(YOUR ASSIGNMENT): Your answer should consist of every line from the records that holds the string "each".
[GIVEN ENTRIES Boundary: Start]
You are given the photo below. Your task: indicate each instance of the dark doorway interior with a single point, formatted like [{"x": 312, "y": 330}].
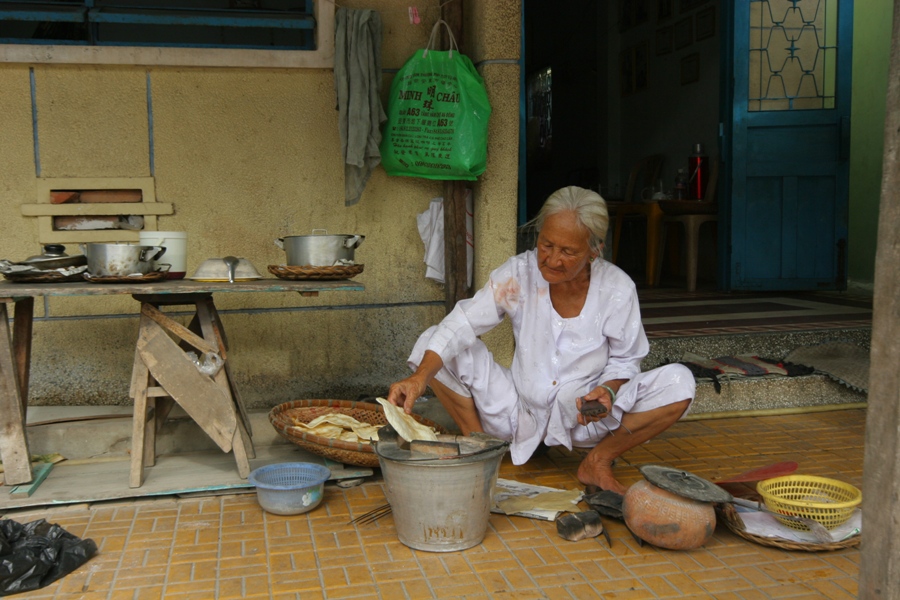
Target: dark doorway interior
[{"x": 608, "y": 84}]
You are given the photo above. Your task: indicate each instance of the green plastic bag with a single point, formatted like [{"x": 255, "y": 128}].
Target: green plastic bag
[{"x": 438, "y": 114}]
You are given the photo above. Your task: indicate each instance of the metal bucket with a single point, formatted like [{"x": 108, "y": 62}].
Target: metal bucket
[{"x": 442, "y": 505}]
[GIVEN ENTRIES Boundary: End]
(RESULT FOR THIS TASK):
You are given the photo below. Your task: indicate each instance of the dark doorway interior with a single point, formatted like [{"x": 312, "y": 330}].
You are given the photo above. Your task: indicate each instance of the green plastic bag with a single point, formatted like [{"x": 255, "y": 128}].
You are given the photo above. Your task: indicate each instance of the metal bucket with a single point, formatted like [{"x": 108, "y": 62}].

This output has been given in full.